Task instructions:
Please copy the material, every line included, beginning at the line that contains "shirt in the photo above." and stopping after the line that contains "(249, 1010)". Shift each coordinate number by -40 and leave everything else unchanged.

Dataset:
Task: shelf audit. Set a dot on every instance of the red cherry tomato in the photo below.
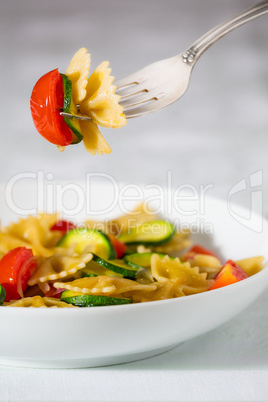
(16, 268)
(230, 273)
(63, 226)
(46, 101)
(120, 247)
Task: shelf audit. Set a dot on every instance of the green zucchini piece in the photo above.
(87, 239)
(95, 269)
(82, 300)
(152, 233)
(141, 260)
(69, 107)
(2, 295)
(117, 266)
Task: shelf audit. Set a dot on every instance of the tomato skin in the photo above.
(63, 226)
(230, 273)
(46, 101)
(119, 246)
(16, 268)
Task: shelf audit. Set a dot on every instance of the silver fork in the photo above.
(165, 81)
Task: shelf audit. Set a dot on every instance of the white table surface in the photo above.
(215, 135)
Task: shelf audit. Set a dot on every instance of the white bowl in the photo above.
(88, 337)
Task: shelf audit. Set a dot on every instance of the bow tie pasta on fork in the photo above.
(58, 99)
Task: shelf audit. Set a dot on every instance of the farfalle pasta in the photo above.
(97, 99)
(47, 262)
(68, 108)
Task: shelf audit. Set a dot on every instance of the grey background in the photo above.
(216, 134)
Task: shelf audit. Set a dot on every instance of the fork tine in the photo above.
(130, 80)
(152, 106)
(131, 91)
(142, 97)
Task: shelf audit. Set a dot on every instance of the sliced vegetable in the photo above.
(149, 233)
(196, 249)
(47, 100)
(119, 246)
(69, 107)
(230, 273)
(82, 300)
(2, 295)
(63, 226)
(95, 269)
(90, 240)
(138, 260)
(16, 268)
(118, 266)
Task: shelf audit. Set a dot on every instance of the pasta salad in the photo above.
(48, 262)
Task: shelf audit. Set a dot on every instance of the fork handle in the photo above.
(203, 43)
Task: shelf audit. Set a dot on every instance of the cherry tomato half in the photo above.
(229, 274)
(16, 268)
(46, 101)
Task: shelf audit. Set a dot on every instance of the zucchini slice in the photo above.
(2, 295)
(69, 107)
(141, 260)
(117, 266)
(89, 239)
(82, 300)
(149, 233)
(95, 269)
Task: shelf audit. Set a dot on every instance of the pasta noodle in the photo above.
(104, 285)
(78, 71)
(58, 266)
(37, 301)
(95, 97)
(144, 274)
(101, 103)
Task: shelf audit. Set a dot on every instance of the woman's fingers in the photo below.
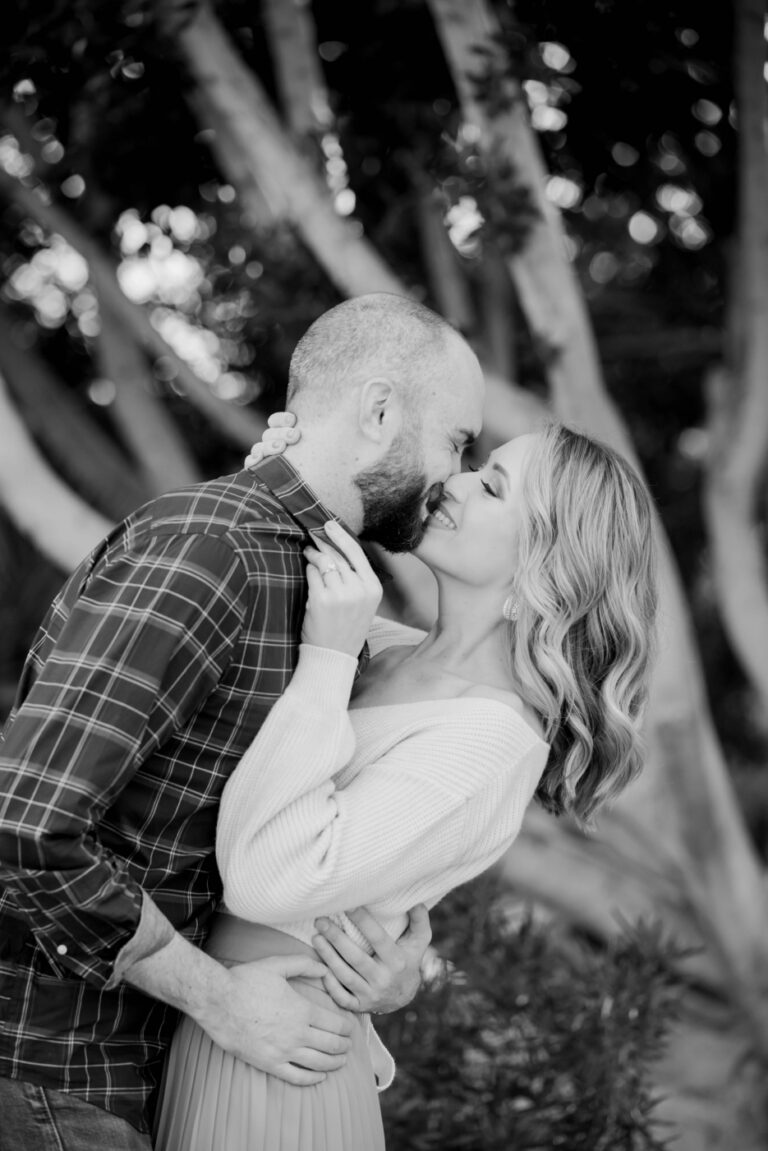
(305, 1057)
(349, 978)
(340, 995)
(298, 1075)
(282, 420)
(350, 548)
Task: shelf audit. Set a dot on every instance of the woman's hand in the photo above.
(280, 431)
(343, 593)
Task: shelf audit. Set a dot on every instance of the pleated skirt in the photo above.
(210, 1100)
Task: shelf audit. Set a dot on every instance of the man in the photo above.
(149, 678)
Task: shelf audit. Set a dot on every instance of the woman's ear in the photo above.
(380, 414)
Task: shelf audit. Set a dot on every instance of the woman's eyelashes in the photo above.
(486, 487)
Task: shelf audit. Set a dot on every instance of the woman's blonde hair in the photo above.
(583, 639)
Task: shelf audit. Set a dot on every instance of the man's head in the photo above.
(393, 394)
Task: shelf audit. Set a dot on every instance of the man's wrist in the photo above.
(154, 931)
(184, 977)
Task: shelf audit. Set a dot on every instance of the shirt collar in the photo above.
(301, 502)
(296, 496)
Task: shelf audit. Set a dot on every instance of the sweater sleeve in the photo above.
(293, 844)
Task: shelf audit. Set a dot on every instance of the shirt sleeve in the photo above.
(145, 642)
(290, 843)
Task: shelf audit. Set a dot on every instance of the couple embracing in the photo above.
(229, 791)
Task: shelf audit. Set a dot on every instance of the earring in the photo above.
(511, 608)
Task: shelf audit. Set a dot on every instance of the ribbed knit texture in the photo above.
(385, 806)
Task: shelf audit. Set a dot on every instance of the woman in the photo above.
(531, 683)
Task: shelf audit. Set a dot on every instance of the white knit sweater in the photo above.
(386, 806)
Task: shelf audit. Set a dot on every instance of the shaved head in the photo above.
(375, 335)
(387, 395)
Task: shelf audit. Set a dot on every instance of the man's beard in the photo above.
(393, 495)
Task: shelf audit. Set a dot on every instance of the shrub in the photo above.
(529, 1037)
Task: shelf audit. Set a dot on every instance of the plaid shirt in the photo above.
(149, 678)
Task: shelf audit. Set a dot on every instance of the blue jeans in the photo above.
(39, 1119)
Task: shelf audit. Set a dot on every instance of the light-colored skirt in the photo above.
(210, 1100)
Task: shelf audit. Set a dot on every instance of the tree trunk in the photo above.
(446, 276)
(497, 314)
(684, 798)
(59, 523)
(81, 451)
(144, 422)
(546, 284)
(273, 165)
(738, 394)
(237, 425)
(301, 83)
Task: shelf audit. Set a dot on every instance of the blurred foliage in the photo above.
(529, 1038)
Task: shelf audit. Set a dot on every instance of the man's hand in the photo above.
(267, 1023)
(250, 1010)
(381, 982)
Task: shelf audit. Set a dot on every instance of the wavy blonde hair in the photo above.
(586, 589)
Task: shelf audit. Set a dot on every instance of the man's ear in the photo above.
(379, 413)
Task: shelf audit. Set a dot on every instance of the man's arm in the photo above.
(145, 642)
(249, 1010)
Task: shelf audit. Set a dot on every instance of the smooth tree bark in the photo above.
(737, 464)
(684, 803)
(61, 525)
(145, 425)
(446, 279)
(301, 83)
(237, 425)
(270, 165)
(85, 456)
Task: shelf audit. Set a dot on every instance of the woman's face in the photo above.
(472, 535)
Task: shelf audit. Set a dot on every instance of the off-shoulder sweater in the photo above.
(387, 806)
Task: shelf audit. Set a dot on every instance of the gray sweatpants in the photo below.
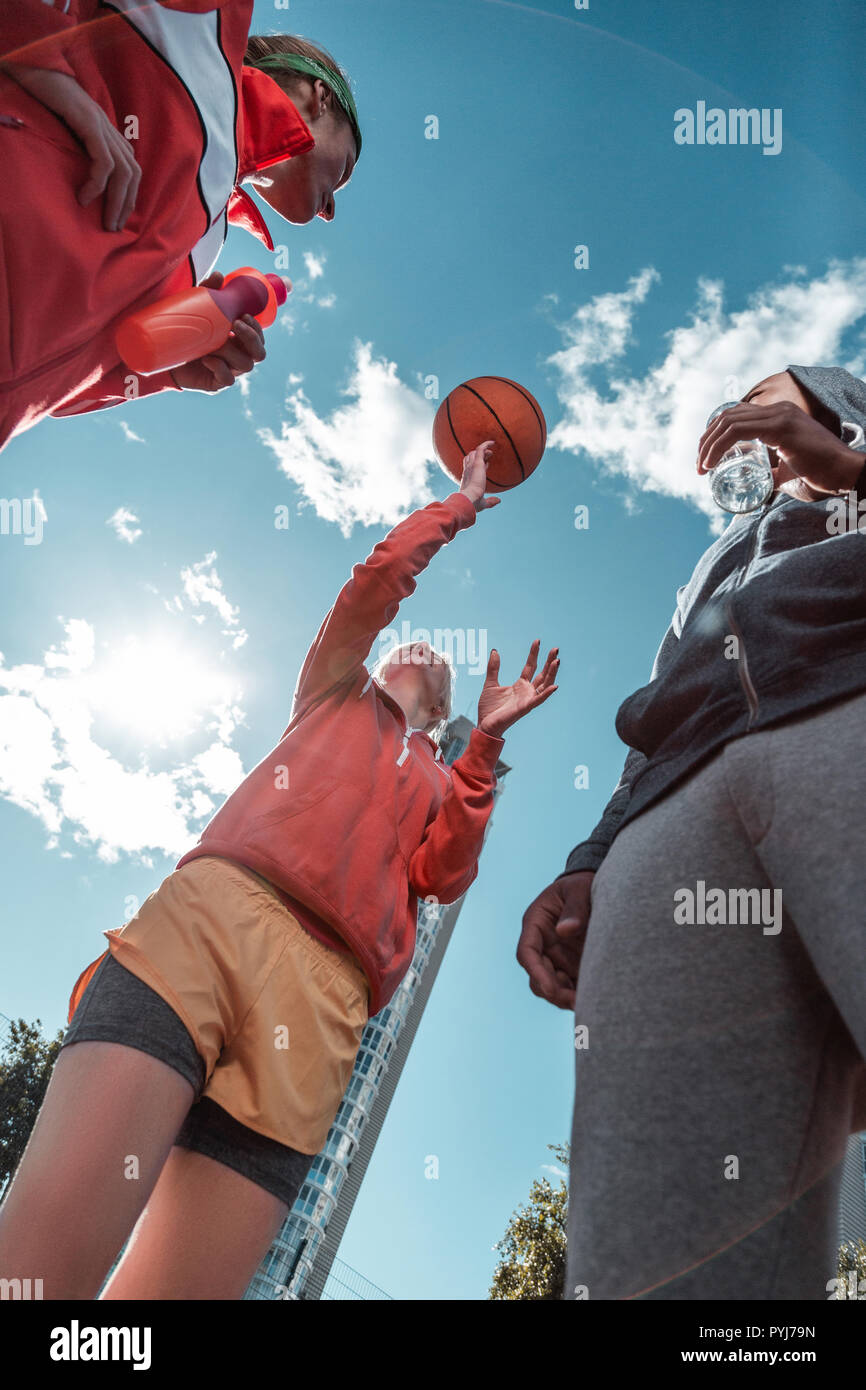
(720, 1037)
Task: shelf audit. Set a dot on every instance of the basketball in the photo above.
(491, 407)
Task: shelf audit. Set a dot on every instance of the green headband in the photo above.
(296, 63)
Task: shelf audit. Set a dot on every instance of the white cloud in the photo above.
(202, 584)
(124, 523)
(647, 427)
(85, 727)
(131, 435)
(369, 460)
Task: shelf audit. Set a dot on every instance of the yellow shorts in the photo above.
(275, 1014)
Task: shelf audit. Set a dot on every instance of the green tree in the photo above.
(533, 1250)
(27, 1062)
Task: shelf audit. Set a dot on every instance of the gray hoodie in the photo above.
(788, 583)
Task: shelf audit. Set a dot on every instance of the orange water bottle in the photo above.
(195, 321)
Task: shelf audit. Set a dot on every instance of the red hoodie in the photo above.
(352, 813)
(205, 123)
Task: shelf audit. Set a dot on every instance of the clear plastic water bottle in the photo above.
(742, 478)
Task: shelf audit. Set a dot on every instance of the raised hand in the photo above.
(474, 477)
(499, 706)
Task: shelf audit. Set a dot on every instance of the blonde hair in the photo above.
(262, 45)
(448, 694)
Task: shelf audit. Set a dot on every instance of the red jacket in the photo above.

Output:
Task: shelf audit. Set a dot on every instance of the plaid shirt in the photo above.
(109, 638)
Task: shelf audit. Set a dot on every instance of the blue jeans in the photo above.
(-1, 1079)
Task: shelf audit. Set a dot on every instance of the light-colored skirt in the photo above.
(170, 1060)
Task: shelf audit. Set a dot on every instance of the tree trunk in the photo above.
(406, 236)
(457, 274)
(644, 758)
(19, 483)
(41, 411)
(104, 382)
(506, 244)
(233, 125)
(698, 354)
(197, 385)
(261, 43)
Task: shelf audit. Set a dot on every instance of the blurred foliage in the photo above.
(489, 998)
Task: shelf audit. Set a dot on every instance of the man's hand in the photo above.
(227, 983)
(210, 970)
(341, 942)
Task: shelf audit. Set a dot on every instance of the wavy blonde hair in the photo above.
(546, 549)
Task: shelf audit. Set a dot on every instance of the man's ear in the photo above.
(339, 373)
Task: shelf audit. Set a dot on every instance of the man's arm in the photo above.
(105, 602)
(209, 970)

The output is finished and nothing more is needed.